# WHAT YOU HAVE TO DO
For each line of the data below that holds "grey", copy the line.

# SUPPLIED RECORDS

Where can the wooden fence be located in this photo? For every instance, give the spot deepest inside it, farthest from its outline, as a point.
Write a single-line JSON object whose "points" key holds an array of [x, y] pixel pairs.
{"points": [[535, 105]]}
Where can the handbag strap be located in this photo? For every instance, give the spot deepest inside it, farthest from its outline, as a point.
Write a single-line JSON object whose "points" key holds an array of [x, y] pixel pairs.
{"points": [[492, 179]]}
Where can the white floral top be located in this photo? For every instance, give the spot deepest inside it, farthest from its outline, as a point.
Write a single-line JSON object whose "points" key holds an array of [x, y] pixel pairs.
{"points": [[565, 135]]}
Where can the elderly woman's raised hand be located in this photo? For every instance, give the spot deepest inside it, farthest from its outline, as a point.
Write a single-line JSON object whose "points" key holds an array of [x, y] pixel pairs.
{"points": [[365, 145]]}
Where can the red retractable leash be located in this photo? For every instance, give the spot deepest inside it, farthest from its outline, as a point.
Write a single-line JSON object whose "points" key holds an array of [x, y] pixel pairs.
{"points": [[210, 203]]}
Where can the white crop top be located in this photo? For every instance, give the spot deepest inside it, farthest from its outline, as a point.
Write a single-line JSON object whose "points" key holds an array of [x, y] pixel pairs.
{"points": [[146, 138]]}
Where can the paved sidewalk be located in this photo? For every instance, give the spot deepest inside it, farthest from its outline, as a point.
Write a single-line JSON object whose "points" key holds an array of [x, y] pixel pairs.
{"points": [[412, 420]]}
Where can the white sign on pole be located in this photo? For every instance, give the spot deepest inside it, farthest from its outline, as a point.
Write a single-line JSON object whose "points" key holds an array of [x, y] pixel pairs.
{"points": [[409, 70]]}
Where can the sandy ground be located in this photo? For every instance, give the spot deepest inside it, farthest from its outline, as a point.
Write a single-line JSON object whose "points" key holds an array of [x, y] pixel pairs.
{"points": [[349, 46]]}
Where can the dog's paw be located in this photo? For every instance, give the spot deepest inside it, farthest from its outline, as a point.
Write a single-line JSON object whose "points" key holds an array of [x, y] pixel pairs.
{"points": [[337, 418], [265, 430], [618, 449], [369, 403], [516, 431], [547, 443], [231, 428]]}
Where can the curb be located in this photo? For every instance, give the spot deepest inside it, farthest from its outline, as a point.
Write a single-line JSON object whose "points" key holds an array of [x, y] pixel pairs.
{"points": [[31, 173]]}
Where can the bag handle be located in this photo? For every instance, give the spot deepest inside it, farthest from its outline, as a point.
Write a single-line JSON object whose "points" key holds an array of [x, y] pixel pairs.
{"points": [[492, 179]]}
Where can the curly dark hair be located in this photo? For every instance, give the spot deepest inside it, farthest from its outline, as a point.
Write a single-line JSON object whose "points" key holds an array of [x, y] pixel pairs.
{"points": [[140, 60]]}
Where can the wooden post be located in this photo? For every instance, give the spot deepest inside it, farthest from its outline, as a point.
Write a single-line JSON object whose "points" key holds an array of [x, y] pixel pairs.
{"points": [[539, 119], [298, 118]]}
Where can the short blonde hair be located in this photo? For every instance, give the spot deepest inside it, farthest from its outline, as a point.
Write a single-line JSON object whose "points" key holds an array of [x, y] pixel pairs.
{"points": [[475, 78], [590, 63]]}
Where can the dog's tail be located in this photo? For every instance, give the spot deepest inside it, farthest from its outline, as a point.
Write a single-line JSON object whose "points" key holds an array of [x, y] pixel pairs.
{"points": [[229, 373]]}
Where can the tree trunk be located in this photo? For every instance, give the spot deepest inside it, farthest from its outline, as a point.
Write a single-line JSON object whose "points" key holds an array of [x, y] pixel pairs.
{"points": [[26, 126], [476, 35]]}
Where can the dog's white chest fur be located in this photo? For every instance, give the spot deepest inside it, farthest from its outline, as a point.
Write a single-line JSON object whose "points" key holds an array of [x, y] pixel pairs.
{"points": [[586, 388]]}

--

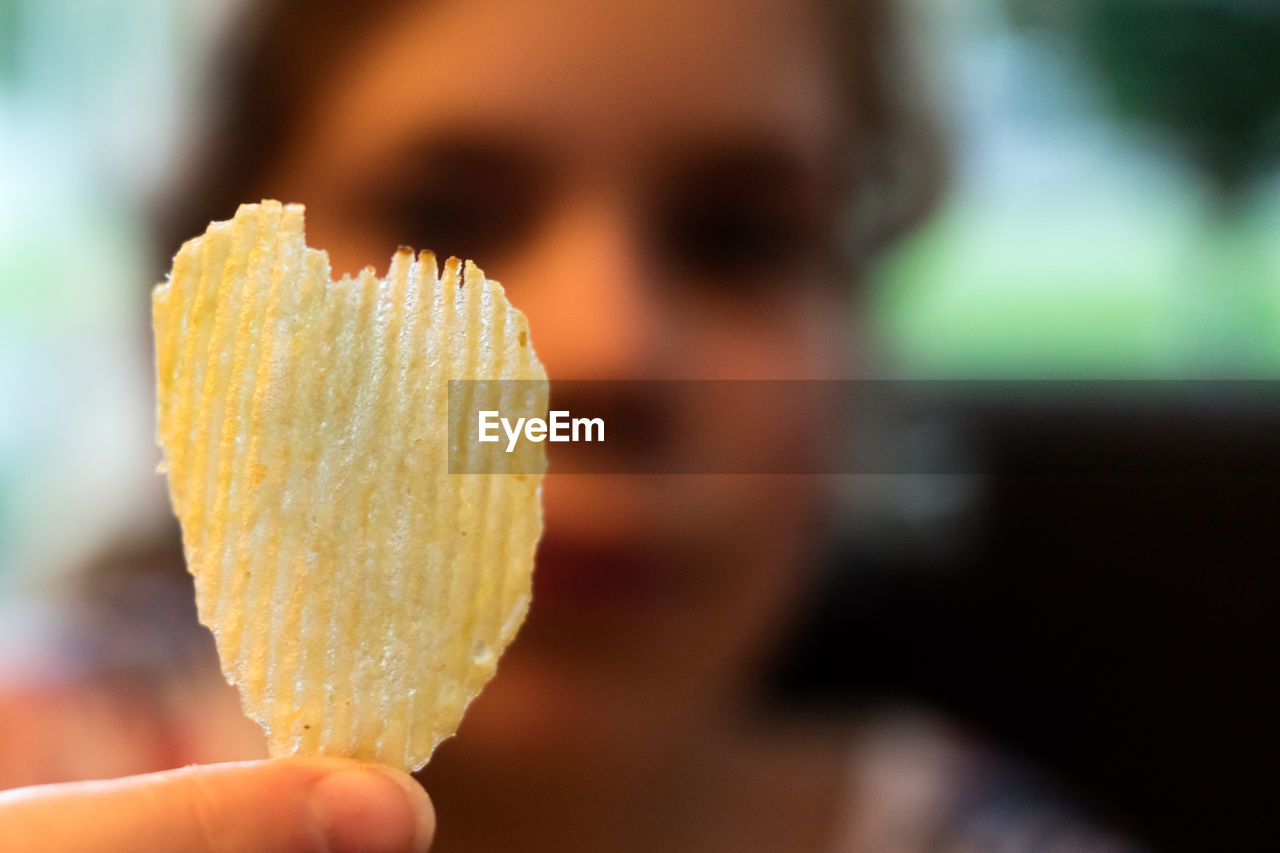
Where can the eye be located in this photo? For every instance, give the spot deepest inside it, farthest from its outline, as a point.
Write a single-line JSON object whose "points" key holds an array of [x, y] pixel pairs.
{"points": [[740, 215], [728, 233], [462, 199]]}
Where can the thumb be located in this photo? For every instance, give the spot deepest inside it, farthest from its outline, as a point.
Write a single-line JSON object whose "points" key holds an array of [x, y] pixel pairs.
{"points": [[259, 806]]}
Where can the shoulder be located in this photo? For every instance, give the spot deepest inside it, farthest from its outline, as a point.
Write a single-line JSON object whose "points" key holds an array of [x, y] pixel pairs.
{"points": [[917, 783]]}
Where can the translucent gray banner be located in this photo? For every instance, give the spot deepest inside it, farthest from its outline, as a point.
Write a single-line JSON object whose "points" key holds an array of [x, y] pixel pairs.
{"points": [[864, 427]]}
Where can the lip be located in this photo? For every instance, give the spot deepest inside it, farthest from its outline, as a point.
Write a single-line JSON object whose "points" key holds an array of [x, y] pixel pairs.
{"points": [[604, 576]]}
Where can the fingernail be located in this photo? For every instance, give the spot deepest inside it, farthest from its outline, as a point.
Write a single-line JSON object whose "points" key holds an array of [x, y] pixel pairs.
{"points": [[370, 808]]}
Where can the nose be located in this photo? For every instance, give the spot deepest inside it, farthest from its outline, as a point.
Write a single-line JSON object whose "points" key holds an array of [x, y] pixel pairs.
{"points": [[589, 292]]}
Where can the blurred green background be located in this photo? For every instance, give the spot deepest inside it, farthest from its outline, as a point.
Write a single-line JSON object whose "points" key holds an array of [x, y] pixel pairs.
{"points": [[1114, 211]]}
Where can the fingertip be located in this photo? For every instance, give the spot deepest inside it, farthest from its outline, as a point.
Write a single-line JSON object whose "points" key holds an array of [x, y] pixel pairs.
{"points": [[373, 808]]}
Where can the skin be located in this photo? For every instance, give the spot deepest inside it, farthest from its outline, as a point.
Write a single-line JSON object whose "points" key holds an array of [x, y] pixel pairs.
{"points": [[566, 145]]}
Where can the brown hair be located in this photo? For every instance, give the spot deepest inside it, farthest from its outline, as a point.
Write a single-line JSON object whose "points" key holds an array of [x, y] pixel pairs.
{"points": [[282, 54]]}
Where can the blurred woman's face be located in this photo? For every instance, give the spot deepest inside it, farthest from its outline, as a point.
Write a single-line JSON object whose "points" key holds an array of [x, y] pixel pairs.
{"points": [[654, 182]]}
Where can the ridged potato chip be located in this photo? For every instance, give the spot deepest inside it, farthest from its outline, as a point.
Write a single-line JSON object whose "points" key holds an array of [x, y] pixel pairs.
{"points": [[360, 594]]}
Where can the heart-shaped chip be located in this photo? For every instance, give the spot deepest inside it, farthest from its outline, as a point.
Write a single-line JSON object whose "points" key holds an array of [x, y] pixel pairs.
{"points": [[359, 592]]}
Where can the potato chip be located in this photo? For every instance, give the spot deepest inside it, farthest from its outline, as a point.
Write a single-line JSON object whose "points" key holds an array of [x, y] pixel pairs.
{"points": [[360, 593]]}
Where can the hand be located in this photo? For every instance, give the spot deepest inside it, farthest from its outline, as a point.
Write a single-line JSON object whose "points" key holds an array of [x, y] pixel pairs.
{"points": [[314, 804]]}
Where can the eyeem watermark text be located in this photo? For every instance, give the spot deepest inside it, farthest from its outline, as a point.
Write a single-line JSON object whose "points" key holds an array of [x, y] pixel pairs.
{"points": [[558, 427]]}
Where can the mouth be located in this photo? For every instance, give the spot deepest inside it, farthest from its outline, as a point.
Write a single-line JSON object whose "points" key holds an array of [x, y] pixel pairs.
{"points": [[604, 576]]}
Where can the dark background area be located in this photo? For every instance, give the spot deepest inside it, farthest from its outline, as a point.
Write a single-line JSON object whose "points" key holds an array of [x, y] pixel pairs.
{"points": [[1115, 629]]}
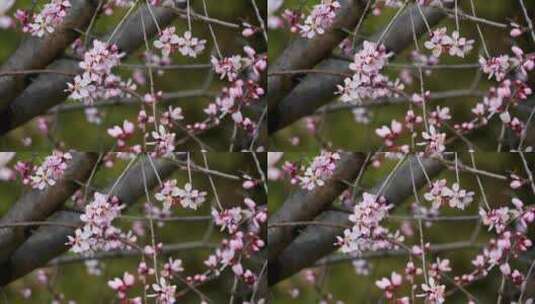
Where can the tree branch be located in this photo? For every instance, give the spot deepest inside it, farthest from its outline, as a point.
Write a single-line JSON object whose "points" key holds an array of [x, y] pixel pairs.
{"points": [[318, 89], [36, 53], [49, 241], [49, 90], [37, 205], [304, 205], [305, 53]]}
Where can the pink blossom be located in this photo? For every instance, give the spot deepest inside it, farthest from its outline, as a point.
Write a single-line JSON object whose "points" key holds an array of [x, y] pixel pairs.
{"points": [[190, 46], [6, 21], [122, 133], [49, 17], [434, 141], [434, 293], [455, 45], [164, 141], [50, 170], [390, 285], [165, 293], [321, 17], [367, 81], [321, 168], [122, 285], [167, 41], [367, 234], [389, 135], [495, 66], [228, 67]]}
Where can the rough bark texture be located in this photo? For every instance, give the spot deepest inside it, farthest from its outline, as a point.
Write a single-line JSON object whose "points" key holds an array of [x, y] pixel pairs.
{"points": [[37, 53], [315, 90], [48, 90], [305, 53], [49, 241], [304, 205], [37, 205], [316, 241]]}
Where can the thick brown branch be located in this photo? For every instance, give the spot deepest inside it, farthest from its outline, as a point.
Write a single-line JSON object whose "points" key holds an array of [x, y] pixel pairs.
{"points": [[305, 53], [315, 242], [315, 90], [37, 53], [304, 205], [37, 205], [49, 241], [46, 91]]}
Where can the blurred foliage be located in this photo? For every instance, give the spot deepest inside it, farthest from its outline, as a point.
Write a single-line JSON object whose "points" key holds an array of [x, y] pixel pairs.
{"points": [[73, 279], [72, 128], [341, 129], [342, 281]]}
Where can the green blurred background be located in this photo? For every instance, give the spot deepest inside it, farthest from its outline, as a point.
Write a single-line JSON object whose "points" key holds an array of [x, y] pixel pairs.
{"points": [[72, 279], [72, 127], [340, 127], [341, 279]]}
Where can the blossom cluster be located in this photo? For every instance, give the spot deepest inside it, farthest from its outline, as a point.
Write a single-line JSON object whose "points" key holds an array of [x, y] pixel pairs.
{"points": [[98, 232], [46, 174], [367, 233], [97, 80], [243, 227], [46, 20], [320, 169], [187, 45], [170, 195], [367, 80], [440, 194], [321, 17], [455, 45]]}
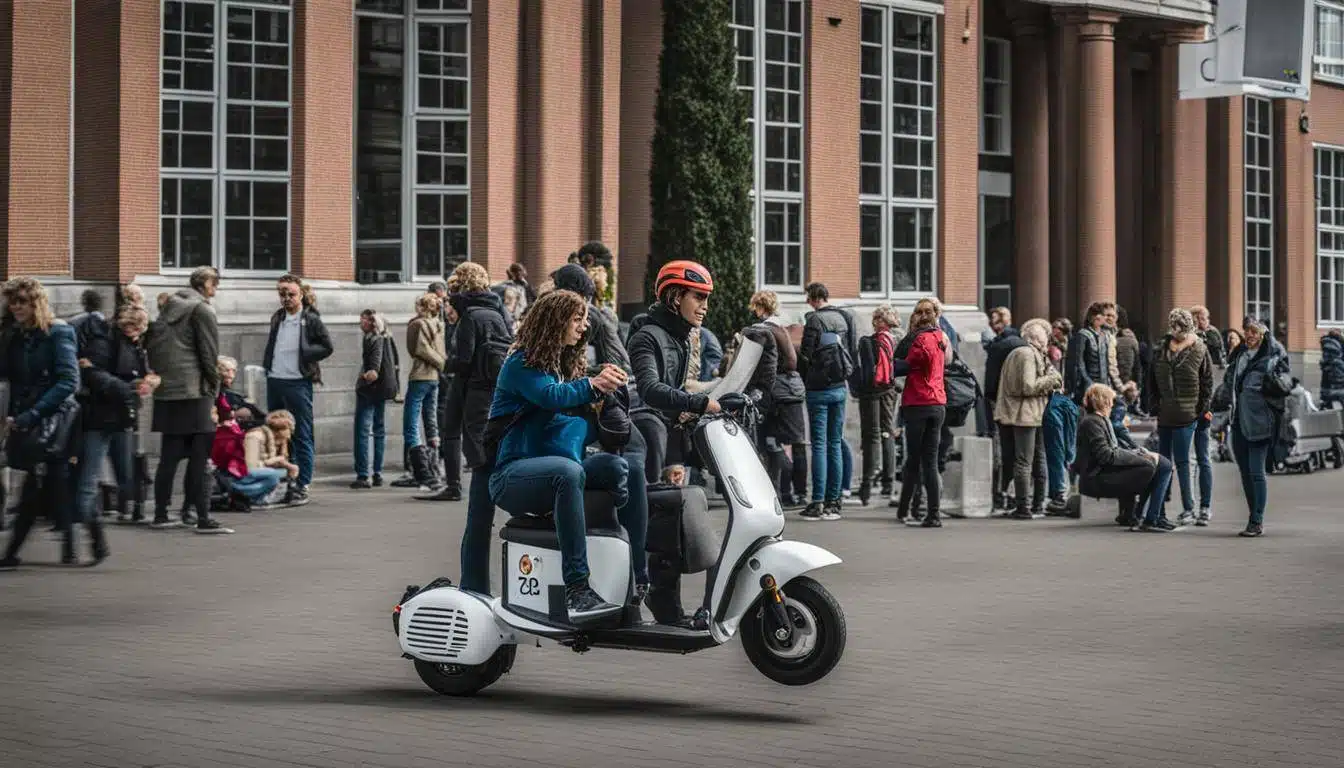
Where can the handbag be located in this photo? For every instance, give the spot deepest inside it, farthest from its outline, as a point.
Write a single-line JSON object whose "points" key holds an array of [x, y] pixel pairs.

--

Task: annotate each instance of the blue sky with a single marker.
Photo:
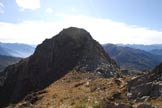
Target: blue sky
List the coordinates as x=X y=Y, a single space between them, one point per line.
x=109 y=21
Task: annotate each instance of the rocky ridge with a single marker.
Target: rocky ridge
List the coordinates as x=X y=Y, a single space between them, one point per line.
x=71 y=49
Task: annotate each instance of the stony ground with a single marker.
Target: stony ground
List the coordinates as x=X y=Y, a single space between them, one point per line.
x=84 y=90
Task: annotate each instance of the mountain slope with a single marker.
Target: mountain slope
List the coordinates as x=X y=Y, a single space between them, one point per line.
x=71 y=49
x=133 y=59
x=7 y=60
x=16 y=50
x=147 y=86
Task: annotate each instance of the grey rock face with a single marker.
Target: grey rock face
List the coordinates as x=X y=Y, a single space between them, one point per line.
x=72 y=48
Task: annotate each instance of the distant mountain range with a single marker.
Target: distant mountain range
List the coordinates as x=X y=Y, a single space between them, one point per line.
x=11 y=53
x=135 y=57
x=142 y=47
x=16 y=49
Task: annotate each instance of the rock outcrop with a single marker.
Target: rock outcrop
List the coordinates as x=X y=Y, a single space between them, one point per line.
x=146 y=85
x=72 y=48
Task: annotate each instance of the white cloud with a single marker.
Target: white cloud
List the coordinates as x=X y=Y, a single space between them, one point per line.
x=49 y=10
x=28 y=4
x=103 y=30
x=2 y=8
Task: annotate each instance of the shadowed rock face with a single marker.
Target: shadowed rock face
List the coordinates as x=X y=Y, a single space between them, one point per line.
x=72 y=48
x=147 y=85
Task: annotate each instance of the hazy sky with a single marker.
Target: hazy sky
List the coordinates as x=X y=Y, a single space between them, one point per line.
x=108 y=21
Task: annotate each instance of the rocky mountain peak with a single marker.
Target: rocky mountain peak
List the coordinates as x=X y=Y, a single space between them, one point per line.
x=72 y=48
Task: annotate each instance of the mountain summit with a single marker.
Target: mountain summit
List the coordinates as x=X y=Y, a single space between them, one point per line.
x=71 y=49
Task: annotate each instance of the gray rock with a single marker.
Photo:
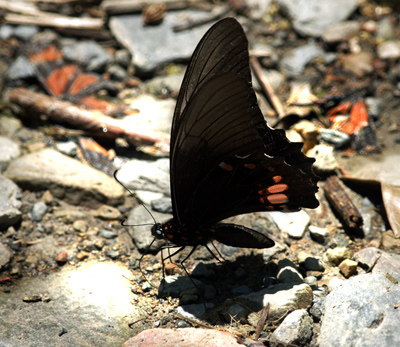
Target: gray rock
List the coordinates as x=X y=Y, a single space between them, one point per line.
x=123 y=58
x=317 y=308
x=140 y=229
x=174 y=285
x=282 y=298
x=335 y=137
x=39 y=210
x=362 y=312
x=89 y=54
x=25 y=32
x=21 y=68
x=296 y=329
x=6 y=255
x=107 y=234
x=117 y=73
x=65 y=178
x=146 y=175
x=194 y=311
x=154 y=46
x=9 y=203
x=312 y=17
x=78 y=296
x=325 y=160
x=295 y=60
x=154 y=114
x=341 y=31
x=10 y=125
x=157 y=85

# TASK ANSWER
Task: annotate each instance of the grey rock face with a single marker.
Target: grey rock face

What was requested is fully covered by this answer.